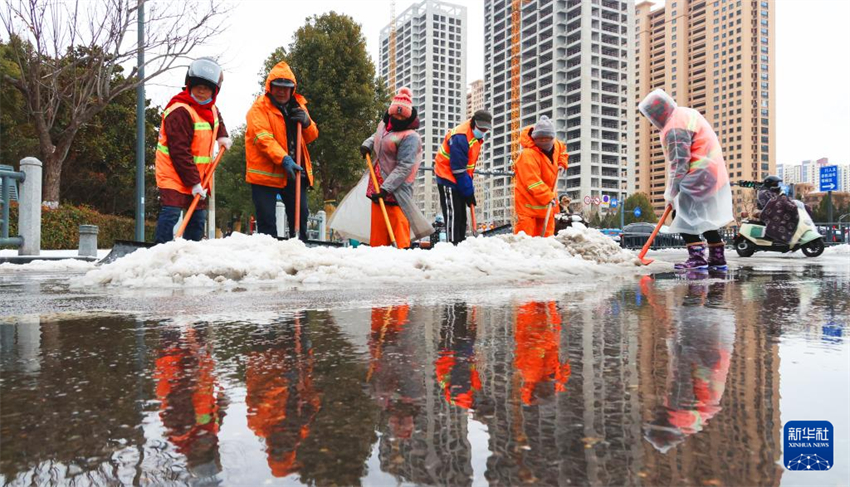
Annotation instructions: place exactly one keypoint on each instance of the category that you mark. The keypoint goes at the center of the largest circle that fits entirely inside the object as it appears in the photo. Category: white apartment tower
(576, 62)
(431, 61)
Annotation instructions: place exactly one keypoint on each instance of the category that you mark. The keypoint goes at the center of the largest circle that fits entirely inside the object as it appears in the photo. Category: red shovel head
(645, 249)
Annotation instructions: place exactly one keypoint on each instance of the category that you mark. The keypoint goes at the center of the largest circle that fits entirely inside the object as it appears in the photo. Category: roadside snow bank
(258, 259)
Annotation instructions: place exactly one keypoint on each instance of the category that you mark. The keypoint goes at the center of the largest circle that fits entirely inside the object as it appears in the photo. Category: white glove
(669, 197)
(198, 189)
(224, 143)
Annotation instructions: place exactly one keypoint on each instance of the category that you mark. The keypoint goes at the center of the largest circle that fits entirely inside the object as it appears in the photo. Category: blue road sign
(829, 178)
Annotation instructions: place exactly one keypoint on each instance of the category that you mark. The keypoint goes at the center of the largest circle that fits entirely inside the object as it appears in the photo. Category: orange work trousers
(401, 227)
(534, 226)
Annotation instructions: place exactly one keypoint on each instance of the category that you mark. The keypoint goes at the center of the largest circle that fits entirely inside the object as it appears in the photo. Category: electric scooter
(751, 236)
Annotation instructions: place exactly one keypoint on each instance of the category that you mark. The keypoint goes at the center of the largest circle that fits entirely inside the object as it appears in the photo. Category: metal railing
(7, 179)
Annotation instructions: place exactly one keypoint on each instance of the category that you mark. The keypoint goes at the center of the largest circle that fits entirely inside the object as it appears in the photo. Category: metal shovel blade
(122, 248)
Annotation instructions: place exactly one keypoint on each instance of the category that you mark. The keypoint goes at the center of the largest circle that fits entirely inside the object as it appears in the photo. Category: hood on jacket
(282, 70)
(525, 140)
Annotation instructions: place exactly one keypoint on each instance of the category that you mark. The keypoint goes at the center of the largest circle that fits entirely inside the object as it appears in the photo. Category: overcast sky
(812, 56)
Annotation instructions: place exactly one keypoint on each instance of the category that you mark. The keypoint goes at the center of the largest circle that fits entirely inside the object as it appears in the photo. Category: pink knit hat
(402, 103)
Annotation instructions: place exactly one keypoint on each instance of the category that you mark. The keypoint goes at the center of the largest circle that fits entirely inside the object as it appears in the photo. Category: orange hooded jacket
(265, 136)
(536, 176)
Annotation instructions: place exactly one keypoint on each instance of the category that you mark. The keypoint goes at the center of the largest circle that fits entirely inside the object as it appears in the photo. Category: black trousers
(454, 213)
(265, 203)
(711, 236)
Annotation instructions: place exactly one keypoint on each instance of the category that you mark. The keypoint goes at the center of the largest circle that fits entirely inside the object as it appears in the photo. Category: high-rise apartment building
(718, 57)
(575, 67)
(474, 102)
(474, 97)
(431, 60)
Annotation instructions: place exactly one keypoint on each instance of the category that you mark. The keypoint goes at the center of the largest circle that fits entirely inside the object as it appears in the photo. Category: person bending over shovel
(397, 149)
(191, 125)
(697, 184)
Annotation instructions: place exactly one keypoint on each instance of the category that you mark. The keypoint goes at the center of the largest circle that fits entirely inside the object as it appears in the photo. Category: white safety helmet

● **TASK REQUIREMENTS**: Transcribe every entry exactly, leaving out the pictures.

● **COMPLETED EXERCISE**:
Annotation instructions: place exactly one keypoint on each instance of the category that you mark. The keypoint goes at the center of the largest circle that fits entirely inside the object as it appears in the photo. Category: white apartment tower
(576, 62)
(431, 61)
Annotation instructions: place exactly one keypoint on each instance of the category that you mark. The keypoint goes at the center of the largest circle that fits entirely inside the object as it appears in the photo. Category: red shovel head
(645, 249)
Annotation instructions: place exactly one keypoint on each instance of the category that you mark. The keypoint goes at the center of the largest circle that fits entirely inside the object as it appears in the photo. Category: roadside snow bank
(258, 259)
Annotation instructions: place exactly one keypoint on each instance of the category that you mark. The keypoint goes at the center of the largest circle that fits entirely inside the object as it appears in the photo. Category: white glove
(669, 197)
(198, 189)
(224, 143)
Annotation instructions: place exactly one keypoint on each instance of the category that you mark. The keypoint goes at the center of the largest circle that fits entirely inside the object as it appears in the photo. Category: blue road sign
(829, 178)
Annotation instructions: place exactly one keypoint on each instance of the category that you mark. The keypoint goes at the center of the largest circle that fits entirely inside the object as it appears in the photo. Category: orange work trousers
(401, 227)
(534, 226)
Annotation instructions: place exactly one keypoint on each instance of the category that you mark. The keypoint goes at the center of the largest circle that fits entirely inside the object as it appears in the photo. Category: electric scooter
(751, 236)
Annotation instructions: place exactly one keypoint on each instance of the category that you mark. The keypoint goes at the center of the largest circle that fits entirely inside the object as it appears in the photo. Category: metal railing
(7, 179)
Annotation instructions: place exactly one keypoint on each instance of the category that you mark. The keypoint goes at the center of the largest circle that fits entirely inside the object as it appears in the photo. Category: metal shovel blade
(122, 248)
Annotation instructions: place exactly one keypoint on each instance of the category that you mark. The keypoint goes at the center of the largest circle that fits entirely inside the object as it appears in the photo. Category: hood on jacket
(282, 70)
(525, 140)
Annotation instructions: place exactly one keypoint on each instance of the category that you mark. The keypoint goes at the center of the largest circle that fits entirely inside the object as it appears in the photo. Category: overcast sky
(812, 56)
Annotation instructions: place exactly one keypoint on each instance of the category that you mark. The keypoint goes at the center of the largest circle that fits entirely inside the object as it appears in the photo. Category: pink knit hat
(402, 103)
Annotation instructions: place exactly one keypoint on each instance of the category that you mark. The keypoint goes at the center of the largest circle that fits entirely inside the object as it appears in the photo. Category: orange hooded jacket
(265, 136)
(536, 176)
Annotation instructions: place exactly one keypoint on each instance of the category that you mark. The keypoint goes at the center of the largest circle that fits entirely inside the object as it appears in the photo. Category: black trousers
(454, 213)
(265, 203)
(711, 236)
Annotation instructions: place exactly one keypoint on each instance of the category that you mark. The keypoint goes at the center of the largest circle that fits entirely inside the object as it appears in the photo. Category: high-rise apartment building
(718, 57)
(575, 67)
(474, 102)
(474, 97)
(431, 60)
Annotation instructions: place exactly one keypoint on each instance of the category that you mark. The keypoint goes at the center of the largest circle that fits entirely inside the object as it appears in the photo. Category: person bending over shovel
(397, 149)
(191, 125)
(697, 184)
Annotation instructions: place exactly one keypoint on each instance of the category that you mark. The keypoint goes at the center of the largest circle that fits entirely inside the object as it appears in the photo. Category: white safety helmet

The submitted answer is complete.